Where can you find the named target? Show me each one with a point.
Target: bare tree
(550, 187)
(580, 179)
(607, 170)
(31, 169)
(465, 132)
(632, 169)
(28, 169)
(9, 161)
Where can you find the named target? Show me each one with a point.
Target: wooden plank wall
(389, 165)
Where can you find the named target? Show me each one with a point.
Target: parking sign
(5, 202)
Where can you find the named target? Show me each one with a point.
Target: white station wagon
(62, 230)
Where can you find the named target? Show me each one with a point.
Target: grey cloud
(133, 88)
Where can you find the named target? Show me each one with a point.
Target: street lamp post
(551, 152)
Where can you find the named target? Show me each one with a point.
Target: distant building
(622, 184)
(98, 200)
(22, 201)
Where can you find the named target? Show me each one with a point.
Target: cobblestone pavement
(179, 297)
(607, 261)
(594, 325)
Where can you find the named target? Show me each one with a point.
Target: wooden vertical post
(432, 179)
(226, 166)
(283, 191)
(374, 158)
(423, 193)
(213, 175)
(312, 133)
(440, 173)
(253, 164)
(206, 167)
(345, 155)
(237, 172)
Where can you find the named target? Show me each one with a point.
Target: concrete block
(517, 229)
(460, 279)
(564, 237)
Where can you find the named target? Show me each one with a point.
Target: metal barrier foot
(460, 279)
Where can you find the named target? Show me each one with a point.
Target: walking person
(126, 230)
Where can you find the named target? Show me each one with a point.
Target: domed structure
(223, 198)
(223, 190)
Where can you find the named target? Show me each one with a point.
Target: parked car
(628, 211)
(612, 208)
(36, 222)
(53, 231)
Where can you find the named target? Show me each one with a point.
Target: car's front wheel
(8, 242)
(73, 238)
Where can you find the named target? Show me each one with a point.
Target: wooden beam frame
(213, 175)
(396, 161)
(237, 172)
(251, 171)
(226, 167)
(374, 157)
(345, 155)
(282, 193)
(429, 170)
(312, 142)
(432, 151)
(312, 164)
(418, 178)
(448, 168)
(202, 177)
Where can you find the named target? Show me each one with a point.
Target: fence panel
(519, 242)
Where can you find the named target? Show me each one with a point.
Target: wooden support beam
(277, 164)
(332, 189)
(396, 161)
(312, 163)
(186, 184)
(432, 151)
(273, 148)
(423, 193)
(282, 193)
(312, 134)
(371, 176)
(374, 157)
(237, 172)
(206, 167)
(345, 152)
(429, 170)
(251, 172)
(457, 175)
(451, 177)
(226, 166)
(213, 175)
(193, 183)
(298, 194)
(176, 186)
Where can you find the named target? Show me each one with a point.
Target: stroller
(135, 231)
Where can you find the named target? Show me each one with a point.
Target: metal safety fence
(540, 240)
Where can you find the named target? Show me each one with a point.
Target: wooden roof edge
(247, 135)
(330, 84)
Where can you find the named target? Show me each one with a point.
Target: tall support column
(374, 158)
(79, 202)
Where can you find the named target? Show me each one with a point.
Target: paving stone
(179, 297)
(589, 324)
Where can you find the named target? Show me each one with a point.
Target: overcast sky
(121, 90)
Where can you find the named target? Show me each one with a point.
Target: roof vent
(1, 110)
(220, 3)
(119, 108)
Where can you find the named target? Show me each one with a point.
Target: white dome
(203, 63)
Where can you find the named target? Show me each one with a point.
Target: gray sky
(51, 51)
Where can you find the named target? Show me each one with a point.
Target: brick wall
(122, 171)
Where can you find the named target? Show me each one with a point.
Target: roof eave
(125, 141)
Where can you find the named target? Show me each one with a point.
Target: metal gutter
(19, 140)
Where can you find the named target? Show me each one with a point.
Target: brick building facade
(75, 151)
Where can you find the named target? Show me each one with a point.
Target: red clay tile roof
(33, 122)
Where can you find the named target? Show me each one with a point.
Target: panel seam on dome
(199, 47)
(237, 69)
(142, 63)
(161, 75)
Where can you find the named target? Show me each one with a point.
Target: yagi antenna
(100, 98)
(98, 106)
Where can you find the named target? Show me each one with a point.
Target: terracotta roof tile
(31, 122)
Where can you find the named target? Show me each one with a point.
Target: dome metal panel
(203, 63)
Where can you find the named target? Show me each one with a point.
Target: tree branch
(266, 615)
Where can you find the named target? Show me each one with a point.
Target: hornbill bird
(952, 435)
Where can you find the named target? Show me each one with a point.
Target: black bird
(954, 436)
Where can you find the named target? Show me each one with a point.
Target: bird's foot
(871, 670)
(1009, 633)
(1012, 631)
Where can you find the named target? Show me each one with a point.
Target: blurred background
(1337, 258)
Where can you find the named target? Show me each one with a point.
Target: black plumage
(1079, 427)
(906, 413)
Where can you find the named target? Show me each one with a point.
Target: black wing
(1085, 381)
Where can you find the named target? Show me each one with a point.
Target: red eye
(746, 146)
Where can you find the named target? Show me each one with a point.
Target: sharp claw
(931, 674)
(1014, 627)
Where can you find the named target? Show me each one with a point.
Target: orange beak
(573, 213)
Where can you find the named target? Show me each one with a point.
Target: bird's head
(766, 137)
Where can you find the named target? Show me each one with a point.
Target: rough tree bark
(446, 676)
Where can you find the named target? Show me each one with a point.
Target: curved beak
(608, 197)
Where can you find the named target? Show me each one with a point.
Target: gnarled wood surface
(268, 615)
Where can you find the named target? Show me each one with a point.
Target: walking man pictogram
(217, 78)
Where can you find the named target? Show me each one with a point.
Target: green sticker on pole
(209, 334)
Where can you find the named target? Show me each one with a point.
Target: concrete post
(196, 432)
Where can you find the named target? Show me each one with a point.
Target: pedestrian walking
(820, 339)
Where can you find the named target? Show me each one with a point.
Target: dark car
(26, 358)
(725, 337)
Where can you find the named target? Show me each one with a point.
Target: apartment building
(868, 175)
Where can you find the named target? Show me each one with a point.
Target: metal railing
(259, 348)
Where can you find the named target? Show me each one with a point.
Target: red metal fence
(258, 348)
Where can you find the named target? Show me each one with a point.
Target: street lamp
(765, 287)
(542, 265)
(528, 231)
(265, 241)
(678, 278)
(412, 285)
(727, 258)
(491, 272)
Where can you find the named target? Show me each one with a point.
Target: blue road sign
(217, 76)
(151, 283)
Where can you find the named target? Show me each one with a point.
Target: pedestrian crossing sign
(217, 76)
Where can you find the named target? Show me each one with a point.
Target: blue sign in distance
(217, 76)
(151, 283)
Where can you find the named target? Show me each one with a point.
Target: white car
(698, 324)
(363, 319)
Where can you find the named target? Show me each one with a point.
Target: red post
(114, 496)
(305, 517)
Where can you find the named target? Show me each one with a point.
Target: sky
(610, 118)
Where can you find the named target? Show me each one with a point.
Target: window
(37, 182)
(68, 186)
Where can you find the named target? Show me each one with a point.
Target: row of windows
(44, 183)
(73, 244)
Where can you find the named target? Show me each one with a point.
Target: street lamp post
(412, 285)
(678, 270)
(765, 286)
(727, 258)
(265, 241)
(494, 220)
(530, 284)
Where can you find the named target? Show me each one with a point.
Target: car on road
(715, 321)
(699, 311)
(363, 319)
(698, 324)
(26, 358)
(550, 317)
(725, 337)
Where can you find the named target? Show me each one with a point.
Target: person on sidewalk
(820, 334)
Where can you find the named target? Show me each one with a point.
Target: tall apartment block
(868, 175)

# # # # #

### What the exercise asks
Every record needs to be written out again, exactly as it was given.

### Completed task
Where can you find the named target? Show me each one with a point.
Target: bare tree
(550, 187)
(580, 179)
(607, 170)
(31, 169)
(465, 132)
(632, 169)
(28, 169)
(9, 161)
Where can you find the named target? Show me each one with a point.
Target: wooden plank wall
(389, 165)
Where can you find the named target? Show me each one with a point.
Target: parking sign
(5, 202)
Where can you find the named target? Show me each one with a point.
Target: white station wagon
(62, 230)
Where can you find the named target? Show me each one with a point.
Target: grey cloud
(133, 88)
Where can you find the named target? Show me each one with a point.
Target: street lamp post
(551, 152)
Where can you find the named target? Show me each one with a point.
Target: distant building
(622, 184)
(98, 200)
(22, 201)
Where can you find the named target? Show me each one with a point.
Target: cobblestone pavement
(179, 297)
(607, 261)
(594, 325)
Where can you find the named target? Show me each one with a point.
Target: wooden vertical post
(432, 179)
(226, 166)
(283, 191)
(374, 158)
(423, 193)
(213, 175)
(312, 133)
(440, 173)
(253, 164)
(206, 167)
(345, 155)
(237, 172)
Where can you find the named target? Show me each one with a point.
Target: concrete block
(517, 229)
(460, 279)
(564, 237)
Where can you find the named target? Show me each one with a point.
Target: metal barrier foot
(460, 279)
Where can you find the named target? Show me each one with a point.
Target: walking person
(126, 230)
Where can you find the named target? Show me each one with a point.
Target: domed structure
(223, 198)
(223, 190)
Where can you find the named target? Show me each one with a point.
Target: parked car
(628, 211)
(612, 208)
(36, 222)
(53, 231)
Where can you find the named target? Show me each one with a point.
Target: car's front wheel
(8, 242)
(73, 238)
Where can you find the named target? Show me each one with a point.
Target: wooden beam frame
(213, 175)
(396, 161)
(237, 172)
(251, 171)
(226, 167)
(374, 157)
(345, 155)
(282, 193)
(429, 170)
(312, 142)
(432, 151)
(312, 164)
(418, 178)
(448, 168)
(202, 177)
Where can you find the named target? Show me each one with a point.
Target: fence panel
(519, 242)
Where can you find the named target? Show me each one with a point.
Target: wooden support beam
(277, 164)
(332, 189)
(396, 161)
(312, 163)
(186, 184)
(432, 151)
(273, 148)
(423, 193)
(282, 193)
(312, 134)
(371, 176)
(374, 157)
(237, 172)
(206, 167)
(345, 152)
(429, 170)
(251, 172)
(457, 175)
(451, 177)
(226, 166)
(213, 175)
(193, 183)
(298, 194)
(176, 186)
Where can you find the named target? Show me each one with a point.
Target: stroller
(135, 231)
Where can you find the named target? Show me each one with a point.
Target: metal safety fence
(540, 240)
Where can you find the named target? Show me each one with a point.
Target: wooden roof edge
(247, 135)
(330, 84)
Where can you find the named target? Show me each one with a point.
Target: tall support column
(374, 158)
(79, 202)
Where can you find the named target? Show me each one with a point.
Target: paving stone
(179, 297)
(589, 324)
Where can you find the named target? Show me each one with a point.
Target: overcast sky
(121, 90)
Where can you find the named target? Show me each one with a point.
Target: roof vent
(1, 110)
(220, 3)
(119, 108)
Where can you find the named target? Show me each one with a point.
Target: white dome
(203, 63)
Where can you find the named target? Show me each one with a point.
Target: gray sky
(51, 51)
Where can you find the named target? Show me each one with a point.
Target: brick wall
(122, 171)
Where can you find the named target? Show me each one with a point.
Target: roof eave
(125, 141)
Where can you find the named target? Show me each one with a point.
Target: metal gutter
(19, 140)
Where can you find the named target? Show me each one with a point.
Target: brick building facade
(75, 151)
Where can you find the named target? Show me each one with a point.
Target: red clay tile roof
(33, 122)
Where can you find the named target? Show me each one with a point.
Target: panel seam on dome
(199, 47)
(237, 69)
(142, 63)
(161, 75)
Where can you find the named target? Show me each one with a point.
Target: yagi antenna
(100, 98)
(98, 106)
Where can you find the named target? Show me each one with a point.
Target: terracotta roof tile
(31, 122)
Where can you find the named target? Show me each one with a point.
Target: dome metal panel
(203, 63)
Where can you find the named target? Show me each one with a point.
Target: tree branch
(266, 615)
Where can you find the named target? Show me each one with a point.
Target: hornbill bird
(952, 435)
Where can you find the named target? Show me each one with a point.
Target: black bird
(954, 436)
Where can you find the named target? Show me each one with a point.
Target: bird's foot
(871, 670)
(1009, 633)
(1012, 631)
Where can you find the named target? Show me each one with a point.
Target: blurred background
(1337, 258)
Where can you find the named target? Show me each one with a point.
Target: black plumage
(1079, 427)
(906, 413)
Where can you find the named target? Show me each one with a point.
Target: black wing
(1085, 381)
Where can you find the named target? Show me each one with a point.
Target: red eye
(746, 146)
Where can you find the named target? Show me each one with a point.
Target: sharp claw
(931, 674)
(1014, 627)
Where can you find the named target? Show me each one with a point.
Target: orange beak
(573, 213)
Where can you find the named target? Show me each one with a point.
Target: bird's head
(766, 137)
Where can you find the named target? Show me each one with a point.
Target: rough tree bark
(446, 676)
Where can you find the named target? Show me each one with a point.
Target: curved beak
(608, 197)
Where can you find the named target? Show me each one with a point.
Target: gnarled wood surface
(268, 615)
Where can you find the named target? Show me each one with a point.
Target: walking man pictogram
(217, 78)
Where can you find the named target? Show me each one with a point.
Target: green sticker on pole
(209, 334)
Where can you find the named target? Show me each one with a point.
Target: concrete post
(196, 432)
Where can you find the named target? Show me each one with a point.
Target: pedestrian walking
(820, 339)
Where can you find the named target? Show me each one with a point.
Target: dark car
(26, 358)
(725, 337)
Where can you find the named target? Show me each one with a point.
Target: apartment building
(868, 175)
Where can you find the named target? Show me each one with a point.
Target: metal railing
(259, 348)
Where can you find the named target? Show me each one with a point.
Target: red metal fence
(258, 348)
Where can you find the named target? Show me each one with a point.
Target: street lamp
(765, 287)
(542, 265)
(528, 231)
(265, 241)
(678, 278)
(412, 285)
(727, 258)
(491, 272)
Where can you find the named target? Show me each one with a point.
Target: blue road sign
(217, 76)
(151, 283)
Where can you find the named target? Show me each one with a point.
Target: pedestrian crossing sign
(217, 76)
Where can you find the named target? Show me each one with a point.
Target: blue sign in distance
(217, 76)
(151, 283)
Where can you find the named target? Show me each one with a point.
Target: white car
(698, 324)
(363, 319)
Where can you find the named target? Show me each one with a point.
Target: red post
(114, 496)
(305, 517)
Where can you find the named target? Show me each one with a point.
Target: sky
(610, 118)
Where can you find the named target? Show me each one with a point.
Target: window
(37, 182)
(68, 186)
Where can you find the named target? Show me each one with a point.
Target: row of windows
(44, 183)
(73, 244)
Where can you find the named target? Show me each one with a point.
Target: street lamp post
(412, 285)
(678, 270)
(765, 286)
(727, 258)
(265, 241)
(494, 220)
(530, 284)
Where can you find the named target? Show me each one with a point.
Target: car on road
(715, 321)
(699, 311)
(363, 319)
(698, 324)
(26, 358)
(550, 317)
(725, 337)
Where can you find the named target? Show me each one with a point.
Target: person on sidewalk
(820, 334)
Where can you find the named target? Show me each one with a point.
Target: tall apartment block
(868, 175)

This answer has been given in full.